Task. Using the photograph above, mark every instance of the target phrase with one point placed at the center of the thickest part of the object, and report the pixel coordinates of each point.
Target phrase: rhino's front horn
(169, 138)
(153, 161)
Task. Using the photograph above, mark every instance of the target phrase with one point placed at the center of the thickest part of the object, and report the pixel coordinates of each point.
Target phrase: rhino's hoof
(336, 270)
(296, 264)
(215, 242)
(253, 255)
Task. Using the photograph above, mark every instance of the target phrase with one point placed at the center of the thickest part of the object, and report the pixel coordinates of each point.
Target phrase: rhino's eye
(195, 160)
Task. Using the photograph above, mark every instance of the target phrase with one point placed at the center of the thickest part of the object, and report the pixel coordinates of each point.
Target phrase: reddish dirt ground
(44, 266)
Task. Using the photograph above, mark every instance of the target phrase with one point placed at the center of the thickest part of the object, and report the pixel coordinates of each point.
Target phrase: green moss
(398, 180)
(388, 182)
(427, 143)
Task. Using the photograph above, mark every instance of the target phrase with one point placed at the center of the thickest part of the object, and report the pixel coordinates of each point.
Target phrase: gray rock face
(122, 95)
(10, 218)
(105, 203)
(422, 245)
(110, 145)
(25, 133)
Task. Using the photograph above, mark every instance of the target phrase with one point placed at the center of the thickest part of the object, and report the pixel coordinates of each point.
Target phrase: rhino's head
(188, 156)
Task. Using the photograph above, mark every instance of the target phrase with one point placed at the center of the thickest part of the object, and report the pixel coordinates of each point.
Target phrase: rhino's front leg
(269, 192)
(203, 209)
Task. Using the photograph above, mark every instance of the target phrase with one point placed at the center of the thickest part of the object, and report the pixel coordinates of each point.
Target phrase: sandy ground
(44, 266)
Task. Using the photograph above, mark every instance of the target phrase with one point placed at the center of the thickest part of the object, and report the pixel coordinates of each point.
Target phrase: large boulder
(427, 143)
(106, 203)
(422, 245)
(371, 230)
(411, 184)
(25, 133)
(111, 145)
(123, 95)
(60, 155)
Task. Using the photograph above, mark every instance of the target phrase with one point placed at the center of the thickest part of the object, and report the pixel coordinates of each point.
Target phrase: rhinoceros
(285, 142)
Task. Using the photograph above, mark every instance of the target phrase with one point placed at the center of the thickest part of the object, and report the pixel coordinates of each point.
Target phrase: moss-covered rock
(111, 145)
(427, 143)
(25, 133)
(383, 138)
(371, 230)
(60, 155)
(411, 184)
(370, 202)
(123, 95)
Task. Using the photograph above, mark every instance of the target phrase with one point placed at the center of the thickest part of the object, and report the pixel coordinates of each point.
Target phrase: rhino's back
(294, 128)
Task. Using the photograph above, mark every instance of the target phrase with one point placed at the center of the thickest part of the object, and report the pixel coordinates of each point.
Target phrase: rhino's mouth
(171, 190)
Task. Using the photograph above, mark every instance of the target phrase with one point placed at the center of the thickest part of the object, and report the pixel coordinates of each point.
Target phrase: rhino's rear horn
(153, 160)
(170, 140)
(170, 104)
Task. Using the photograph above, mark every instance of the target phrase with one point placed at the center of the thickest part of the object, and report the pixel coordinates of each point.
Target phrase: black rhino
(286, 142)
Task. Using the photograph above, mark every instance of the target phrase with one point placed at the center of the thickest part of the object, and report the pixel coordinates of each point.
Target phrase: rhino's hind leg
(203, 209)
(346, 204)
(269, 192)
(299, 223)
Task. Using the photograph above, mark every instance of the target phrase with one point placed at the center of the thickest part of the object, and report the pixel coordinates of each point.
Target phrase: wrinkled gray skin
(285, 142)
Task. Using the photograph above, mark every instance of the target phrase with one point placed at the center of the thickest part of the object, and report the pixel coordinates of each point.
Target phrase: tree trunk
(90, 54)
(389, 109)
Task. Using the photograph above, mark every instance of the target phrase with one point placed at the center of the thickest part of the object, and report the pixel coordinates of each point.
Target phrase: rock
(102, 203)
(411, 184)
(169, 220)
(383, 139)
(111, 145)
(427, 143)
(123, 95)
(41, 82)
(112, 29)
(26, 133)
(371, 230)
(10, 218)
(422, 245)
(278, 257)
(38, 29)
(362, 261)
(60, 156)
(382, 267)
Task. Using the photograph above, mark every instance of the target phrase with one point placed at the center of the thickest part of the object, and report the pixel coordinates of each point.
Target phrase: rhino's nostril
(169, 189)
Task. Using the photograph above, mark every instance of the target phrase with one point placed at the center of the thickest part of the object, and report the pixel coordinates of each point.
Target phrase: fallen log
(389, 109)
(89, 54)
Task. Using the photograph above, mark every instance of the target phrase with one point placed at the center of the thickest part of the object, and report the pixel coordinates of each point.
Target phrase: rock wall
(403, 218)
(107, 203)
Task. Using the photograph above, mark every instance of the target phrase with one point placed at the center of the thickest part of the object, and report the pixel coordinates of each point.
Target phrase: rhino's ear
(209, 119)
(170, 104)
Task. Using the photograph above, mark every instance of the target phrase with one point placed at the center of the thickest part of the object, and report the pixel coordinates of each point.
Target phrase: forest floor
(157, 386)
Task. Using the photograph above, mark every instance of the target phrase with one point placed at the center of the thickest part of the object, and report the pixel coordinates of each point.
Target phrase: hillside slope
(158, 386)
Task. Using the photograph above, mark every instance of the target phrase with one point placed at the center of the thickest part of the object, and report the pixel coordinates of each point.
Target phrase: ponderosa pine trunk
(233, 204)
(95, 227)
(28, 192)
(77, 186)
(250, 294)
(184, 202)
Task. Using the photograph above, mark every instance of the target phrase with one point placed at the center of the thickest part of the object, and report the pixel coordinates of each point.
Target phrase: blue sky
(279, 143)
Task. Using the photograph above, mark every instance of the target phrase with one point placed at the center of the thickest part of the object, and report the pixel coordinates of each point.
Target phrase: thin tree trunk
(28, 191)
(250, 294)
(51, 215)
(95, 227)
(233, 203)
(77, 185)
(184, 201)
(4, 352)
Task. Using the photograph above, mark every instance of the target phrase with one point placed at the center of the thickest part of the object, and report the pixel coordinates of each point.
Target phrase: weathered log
○ ○ ○ ○ ○ ○ ○
• Try it: Word for word, write out every record in the listing.

• Answer space:
Task. Using the photograph above, mark every instance of the target phrase with one point placed at the center of the thickest part of the object, and report the pixel coordinates of each point.
Target phrase: rhino's front horn
(169, 138)
(153, 161)
Task. Using the photograph above, mark every instance of the target phrase with one point placed at the center of the thickest part of the object, and report the pixel coordinates of each point.
Target phrase: rhino's hoof
(336, 270)
(296, 264)
(215, 242)
(253, 255)
Task. Using the photograph above, mark every instance of the target phrase with one point placed at the center of the thickest part of the object, and report the pixel coordinates of each point.
Target phrase: rhino's eye
(195, 160)
Task. Using the photograph above, mark every instance of the target phrase with one point placed at the center of the thickest part of the object, and report the pixel coordinates of each point.
Target phrase: reddish dirt ground
(44, 266)
Task. Using the photograph above, mark every instance of the target phrase with one point placed at the center of the thickest part of the object, and report the pixel coordinates of each point.
Target phrase: green moss
(398, 180)
(388, 182)
(427, 143)
Task. Using the photograph above, mark every instance of the target phrase with one point placed at the center of the thickest part of the object, and report the pixel coordinates of each point.
Target phrase: gray rock face
(122, 95)
(10, 218)
(105, 203)
(422, 245)
(110, 145)
(25, 133)
Task. Using the photograph above, mark every instance of the target phrase with one point placed at the center of the thickest part of the object, and report the pixel coordinates of each point.
Target phrase: rhino's head
(188, 156)
Task. Using the photograph above, mark every instance of the target phrase with one point placed at the center of the thickest part of the object, and report the pixel coordinates of each point.
Target phrase: rhino's front leg
(269, 192)
(203, 209)
Task. Using the photograph above, mark every instance of the target phrase with one point placed at the center of the thickest part of the object, and report the pixel coordinates of each point.
Target phrase: sandy ground
(44, 266)
Task. Using the photograph above, mark every instance of the target phrase with one point placed at the center of the thickest part of the object, and report the pixel coordinates of each point.
Target phrase: large boulder
(427, 143)
(106, 203)
(422, 245)
(371, 230)
(411, 184)
(25, 133)
(111, 145)
(123, 95)
(60, 155)
Task. Using the photograph above, mark every instance of the target phrase with one point placed at the center of the thickest part of the object, and report the pixel coordinates of each point.
Target phrase: rhinoceros
(285, 142)
Task. Using the photograph above, mark every instance of the target phrase with one point placed at the center of the thickest part of the object, and report the pixel coordinates of each point.
Target phrase: moss-covered rock
(111, 145)
(427, 143)
(25, 133)
(383, 138)
(371, 230)
(60, 155)
(411, 184)
(370, 202)
(123, 95)
Task. Using the photograph above, mark every instance of the target phrase with one point placed at the center of the thickest part of the object, and report the pixel coordinates of each point.
Target phrase: rhino's back
(294, 128)
Task. Using the photograph above, mark every instance of the target phrase with one point placed at the center of the thickest part of the object, and report the pixel coordinates of each point.
Target phrase: rhino's mouth
(171, 190)
Task. Using the photograph above, mark every instance of the target phrase with one point placed at the center of the thickest part of the object, and report the pixel coordinates of each point.
Target phrase: rhino's rear horn
(153, 160)
(170, 140)
(170, 104)
Task. Using the photograph above, mark every instance of the target phrase with one point placed at the center of the thickest part of the object, and report the pixel coordinates of each point.
Target phrase: black rhino
(286, 142)
Task. Using the photograph above, mark every instance of the target phrase with one point placed at the center of the thickest part of the object, and report the pixel coordinates of each point.
Target phrase: rhino's hind leg
(203, 209)
(346, 204)
(269, 192)
(299, 223)
Task. Using the photograph above, mark every instance of the target phrase with one point placed at the center of the thickest part of the object, and report the pixel coordinates of each point.
Target phrase: wrinkled gray skin
(285, 142)
Task. Using the photograph above, mark every instance of the target phrase with one point placed at the center of the thickest part of the object, and report the pixel coordinates of each point.
Target phrase: tree trunk
(90, 54)
(389, 109)
Task. Using the photograph above, mark every instance of the target phrase with one point placed at the center of the thickest part of the object, and report the pixel coordinates of each point.
Target phrase: rock
(102, 203)
(411, 184)
(169, 220)
(383, 139)
(111, 145)
(427, 143)
(123, 95)
(41, 82)
(112, 29)
(26, 133)
(371, 230)
(10, 218)
(422, 245)
(278, 257)
(38, 29)
(362, 261)
(60, 156)
(382, 267)
Task. Using the photograph above, mark every instance of the target phrase with one point placed at the center of the thickest part of the object, and report the pixel coordinates of each point.
Target phrase: rhino's nostril
(169, 189)
Task. Using the photograph above, mark every instance of the target phrase with one point placed at the center of the thickest part of the object, and report the pixel coordinates of each point.
Target phrase: fallen log
(389, 109)
(89, 54)
Task. Using the photograph above, mark every instance of the target phrase with one point placed at the center of the thickest part of the object, and report the pixel coordinates of each point.
Target phrase: rock wall
(403, 218)
(107, 203)
Task. Using the photograph above, mark every instance of the target phrase with one point placed at the center of the thickest part of the object, and report the pixel coordinates of each point.
Target phrase: rhino's ear
(209, 119)
(170, 104)
Task. Using the photograph above, mark every instance of the target phrase with one point placed at the center of the thickest part of the object, and report the pixel coordinates of each point.
Target phrase: forest floor
(157, 386)
Task. Using the photograph above, mark every instance of the target phrase with one point placed at the center of the thickest part of the object, and report the pixel coordinates of each point.
Target phrase: hillside slope
(158, 386)
Task. Using the photograph above, mark every instance of the target phrase with one point placed at the center of the thickest part of the object, and report the pixel coordinates of each point.
Target phrase: ponderosa pine trunk
(233, 204)
(95, 227)
(28, 192)
(77, 186)
(250, 294)
(184, 202)
Task. Using the photograph above, mark every instance of the target phrase with one point placed at the center of the thickest part of the object, and report the pixel coordinates of each point.
Target phrase: blue sky
(279, 143)
Task. Using the photograph above, mark every instance of the target phrase with one point placed at the center of the thickest part of the object, and report the pixel coordinates of each point.
Target phrase: thin tree trunk
(28, 191)
(250, 294)
(51, 215)
(95, 227)
(233, 203)
(77, 185)
(184, 201)
(4, 352)
Task. Using the photograph above, mark every instance of the target phrase with one point placed at the center of the thickest part of the object, and report the pixel coordinates of each point.
Target phrase: weathered log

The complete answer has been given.